**Working data**
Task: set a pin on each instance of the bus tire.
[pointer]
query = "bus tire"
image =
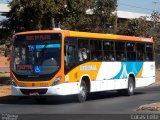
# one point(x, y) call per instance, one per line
point(130, 90)
point(40, 100)
point(82, 95)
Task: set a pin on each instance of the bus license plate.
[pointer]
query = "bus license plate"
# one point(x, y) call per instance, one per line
point(34, 94)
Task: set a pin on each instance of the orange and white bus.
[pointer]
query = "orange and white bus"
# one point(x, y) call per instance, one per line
point(63, 62)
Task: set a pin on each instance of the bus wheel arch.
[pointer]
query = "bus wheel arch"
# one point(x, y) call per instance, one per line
point(131, 85)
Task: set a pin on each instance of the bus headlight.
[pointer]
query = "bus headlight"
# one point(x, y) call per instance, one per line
point(13, 82)
point(57, 80)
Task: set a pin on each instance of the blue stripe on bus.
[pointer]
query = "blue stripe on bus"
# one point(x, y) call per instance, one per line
point(48, 46)
point(128, 67)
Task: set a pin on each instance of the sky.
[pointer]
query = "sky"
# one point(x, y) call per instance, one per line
point(140, 6)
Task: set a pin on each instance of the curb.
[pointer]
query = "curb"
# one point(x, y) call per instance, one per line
point(150, 107)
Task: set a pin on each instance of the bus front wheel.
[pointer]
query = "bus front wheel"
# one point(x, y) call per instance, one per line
point(82, 95)
point(131, 86)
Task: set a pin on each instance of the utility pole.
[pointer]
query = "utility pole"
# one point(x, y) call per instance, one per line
point(155, 5)
point(116, 19)
point(155, 10)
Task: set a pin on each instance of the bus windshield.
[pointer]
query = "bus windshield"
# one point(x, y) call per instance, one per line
point(36, 57)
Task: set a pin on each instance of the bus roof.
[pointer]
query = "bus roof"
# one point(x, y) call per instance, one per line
point(91, 35)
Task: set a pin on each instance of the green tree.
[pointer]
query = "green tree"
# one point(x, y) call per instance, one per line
point(103, 18)
point(34, 14)
point(136, 27)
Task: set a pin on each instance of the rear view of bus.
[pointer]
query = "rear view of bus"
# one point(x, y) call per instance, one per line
point(36, 63)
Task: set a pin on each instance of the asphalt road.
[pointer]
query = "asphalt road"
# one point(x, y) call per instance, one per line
point(104, 103)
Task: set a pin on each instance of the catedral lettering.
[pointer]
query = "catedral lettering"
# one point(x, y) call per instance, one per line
point(78, 63)
point(24, 67)
point(38, 37)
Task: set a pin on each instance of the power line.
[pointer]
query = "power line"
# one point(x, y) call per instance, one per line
point(136, 7)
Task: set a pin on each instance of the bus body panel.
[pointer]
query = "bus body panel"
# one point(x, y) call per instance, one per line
point(103, 76)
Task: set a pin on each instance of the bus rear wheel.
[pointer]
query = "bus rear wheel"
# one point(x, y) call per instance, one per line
point(130, 90)
point(82, 95)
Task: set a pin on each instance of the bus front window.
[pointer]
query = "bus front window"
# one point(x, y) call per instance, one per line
point(36, 55)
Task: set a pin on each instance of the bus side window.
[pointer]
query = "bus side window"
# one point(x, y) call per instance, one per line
point(83, 50)
point(140, 51)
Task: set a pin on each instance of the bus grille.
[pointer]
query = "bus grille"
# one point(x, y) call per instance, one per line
point(28, 91)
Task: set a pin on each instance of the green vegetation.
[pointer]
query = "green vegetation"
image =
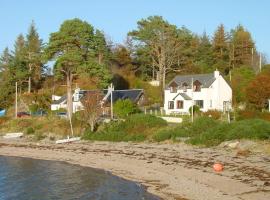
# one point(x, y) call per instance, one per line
point(124, 108)
point(137, 127)
point(209, 132)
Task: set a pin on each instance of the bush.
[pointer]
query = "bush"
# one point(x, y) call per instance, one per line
point(136, 127)
point(123, 108)
point(30, 131)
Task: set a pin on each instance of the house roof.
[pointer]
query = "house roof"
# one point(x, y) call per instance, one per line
point(62, 99)
point(205, 79)
point(185, 96)
point(134, 95)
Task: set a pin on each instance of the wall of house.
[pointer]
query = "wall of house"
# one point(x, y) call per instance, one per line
point(213, 97)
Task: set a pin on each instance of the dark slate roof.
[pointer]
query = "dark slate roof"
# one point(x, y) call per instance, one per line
point(134, 95)
point(205, 79)
point(62, 99)
point(185, 96)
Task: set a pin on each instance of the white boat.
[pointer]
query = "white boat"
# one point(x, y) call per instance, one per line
point(74, 139)
point(12, 135)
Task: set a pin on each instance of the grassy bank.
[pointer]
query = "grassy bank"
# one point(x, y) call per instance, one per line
point(137, 127)
point(206, 131)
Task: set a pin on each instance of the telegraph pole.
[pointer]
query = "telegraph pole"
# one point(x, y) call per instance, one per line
point(16, 100)
point(192, 115)
point(260, 62)
point(111, 87)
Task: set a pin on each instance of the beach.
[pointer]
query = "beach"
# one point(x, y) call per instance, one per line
point(170, 171)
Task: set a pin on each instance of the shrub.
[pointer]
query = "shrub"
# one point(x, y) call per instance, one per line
point(30, 131)
point(245, 129)
point(123, 108)
point(215, 114)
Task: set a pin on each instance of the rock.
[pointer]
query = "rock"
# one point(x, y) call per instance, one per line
point(230, 144)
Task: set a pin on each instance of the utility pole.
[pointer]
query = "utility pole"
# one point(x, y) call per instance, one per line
point(260, 62)
point(192, 115)
point(111, 88)
point(16, 100)
point(252, 56)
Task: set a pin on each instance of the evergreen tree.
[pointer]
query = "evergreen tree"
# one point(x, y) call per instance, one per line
point(204, 56)
point(243, 46)
point(33, 50)
point(221, 49)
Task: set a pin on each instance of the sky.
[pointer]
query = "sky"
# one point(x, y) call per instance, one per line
point(117, 17)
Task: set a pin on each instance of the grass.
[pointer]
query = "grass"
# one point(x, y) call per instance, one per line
point(40, 127)
point(136, 127)
point(209, 132)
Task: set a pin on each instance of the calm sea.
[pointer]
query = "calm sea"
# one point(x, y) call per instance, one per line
point(27, 179)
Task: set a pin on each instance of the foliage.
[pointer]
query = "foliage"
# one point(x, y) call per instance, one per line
point(92, 108)
point(215, 114)
point(124, 108)
point(136, 127)
point(245, 129)
point(240, 79)
point(258, 90)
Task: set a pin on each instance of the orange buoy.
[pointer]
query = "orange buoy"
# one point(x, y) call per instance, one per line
point(218, 167)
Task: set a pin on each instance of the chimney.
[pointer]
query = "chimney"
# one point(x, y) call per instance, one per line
point(216, 73)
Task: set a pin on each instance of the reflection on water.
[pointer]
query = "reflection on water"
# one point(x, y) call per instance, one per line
point(27, 179)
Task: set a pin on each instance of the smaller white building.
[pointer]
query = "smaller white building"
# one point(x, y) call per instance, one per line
point(208, 91)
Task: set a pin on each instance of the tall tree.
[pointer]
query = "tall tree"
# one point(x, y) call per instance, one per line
point(221, 48)
point(243, 47)
point(101, 47)
point(33, 51)
point(161, 39)
point(204, 56)
point(72, 48)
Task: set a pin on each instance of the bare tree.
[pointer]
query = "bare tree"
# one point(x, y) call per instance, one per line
point(92, 103)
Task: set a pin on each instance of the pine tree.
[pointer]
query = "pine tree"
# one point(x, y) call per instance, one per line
point(243, 46)
point(33, 51)
point(220, 46)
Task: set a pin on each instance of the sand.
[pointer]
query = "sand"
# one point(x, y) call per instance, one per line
point(170, 171)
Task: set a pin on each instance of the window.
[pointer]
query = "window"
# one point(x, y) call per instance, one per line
point(185, 85)
point(197, 86)
point(180, 104)
point(171, 105)
point(173, 89)
point(199, 103)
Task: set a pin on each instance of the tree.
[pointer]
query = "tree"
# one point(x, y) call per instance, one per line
point(258, 90)
point(221, 49)
point(161, 39)
point(92, 104)
point(101, 47)
point(70, 48)
point(204, 56)
point(33, 50)
point(241, 77)
point(243, 46)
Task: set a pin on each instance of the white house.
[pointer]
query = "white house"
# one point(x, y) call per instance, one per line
point(208, 91)
point(135, 95)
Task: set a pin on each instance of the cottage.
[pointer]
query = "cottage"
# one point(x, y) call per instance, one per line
point(135, 95)
point(208, 91)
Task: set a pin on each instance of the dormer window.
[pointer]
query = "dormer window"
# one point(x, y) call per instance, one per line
point(173, 87)
point(197, 86)
point(185, 85)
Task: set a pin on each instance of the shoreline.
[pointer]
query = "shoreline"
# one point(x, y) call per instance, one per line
point(169, 171)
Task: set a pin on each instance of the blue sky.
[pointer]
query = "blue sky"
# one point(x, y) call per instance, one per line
point(117, 17)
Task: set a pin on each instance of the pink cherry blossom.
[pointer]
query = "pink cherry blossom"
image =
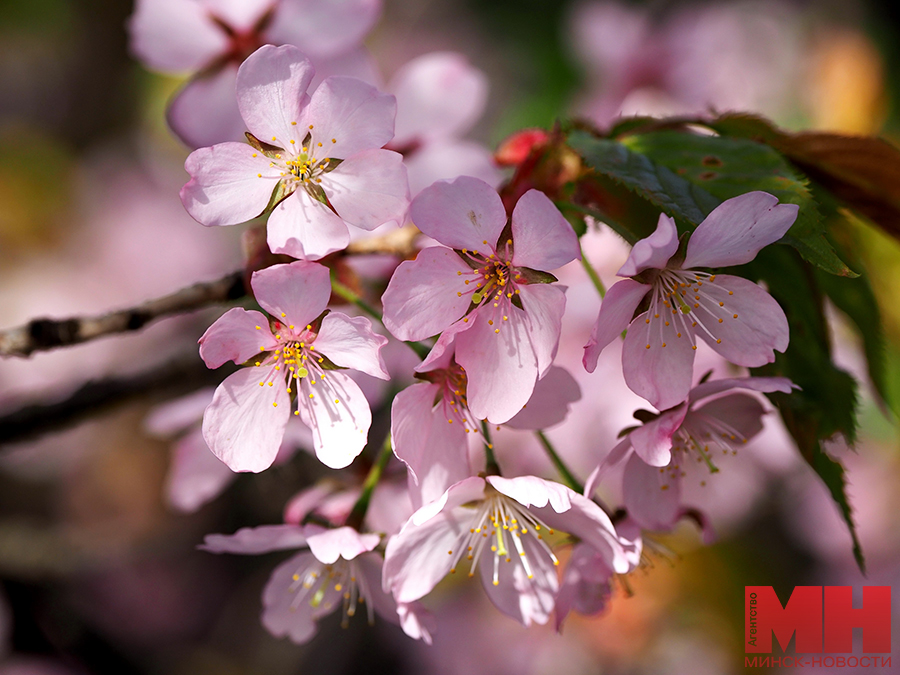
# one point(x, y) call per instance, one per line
point(339, 569)
point(196, 476)
point(440, 96)
point(736, 317)
point(659, 454)
point(431, 421)
point(317, 157)
point(496, 526)
point(295, 354)
point(489, 292)
point(210, 39)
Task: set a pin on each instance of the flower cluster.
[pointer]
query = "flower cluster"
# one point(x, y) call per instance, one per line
point(485, 308)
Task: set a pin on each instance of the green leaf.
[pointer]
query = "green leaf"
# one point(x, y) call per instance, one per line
point(728, 167)
point(827, 400)
point(652, 182)
point(832, 473)
point(854, 297)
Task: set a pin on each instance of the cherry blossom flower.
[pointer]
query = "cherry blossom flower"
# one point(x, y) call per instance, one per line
point(440, 96)
point(497, 526)
point(488, 291)
point(659, 454)
point(296, 356)
point(338, 569)
point(431, 421)
point(737, 318)
point(316, 159)
point(196, 476)
point(211, 38)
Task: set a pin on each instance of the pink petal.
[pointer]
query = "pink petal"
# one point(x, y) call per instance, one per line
point(175, 36)
point(271, 93)
point(652, 497)
point(550, 401)
point(654, 251)
point(446, 159)
point(501, 367)
point(369, 189)
point(255, 540)
point(241, 425)
point(342, 542)
point(526, 600)
point(348, 116)
point(305, 228)
point(338, 414)
point(204, 111)
point(308, 501)
point(662, 375)
point(462, 213)
point(616, 312)
point(230, 183)
point(652, 441)
point(442, 354)
point(533, 491)
point(349, 342)
point(196, 476)
point(439, 95)
point(426, 295)
point(435, 451)
point(737, 229)
point(295, 293)
point(760, 326)
point(469, 489)
point(544, 307)
point(542, 238)
point(416, 559)
point(762, 384)
point(358, 63)
point(589, 523)
point(323, 29)
point(741, 412)
point(280, 617)
point(617, 454)
point(237, 336)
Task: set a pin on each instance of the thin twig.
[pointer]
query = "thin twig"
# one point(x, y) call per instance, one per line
point(396, 242)
point(180, 375)
point(44, 334)
point(564, 471)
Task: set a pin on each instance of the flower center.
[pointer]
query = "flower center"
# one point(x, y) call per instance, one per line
point(684, 302)
point(499, 529)
point(701, 438)
point(322, 586)
point(294, 359)
point(491, 283)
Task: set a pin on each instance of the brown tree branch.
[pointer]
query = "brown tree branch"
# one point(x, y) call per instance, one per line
point(43, 334)
point(181, 375)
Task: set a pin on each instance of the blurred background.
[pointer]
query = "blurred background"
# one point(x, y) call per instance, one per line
point(98, 567)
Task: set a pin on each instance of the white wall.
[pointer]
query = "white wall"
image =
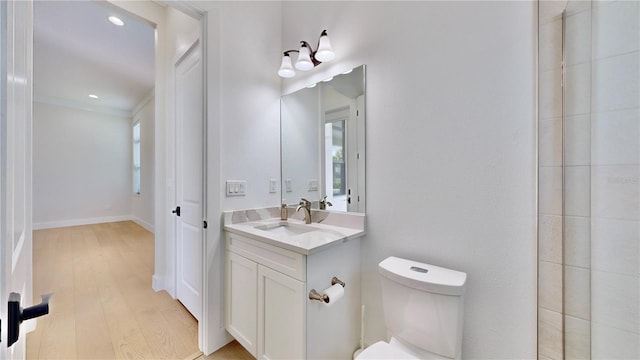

**Set problem**
State how many lines of the material above contain the string "house". Give only the number.

**Worked solution**
6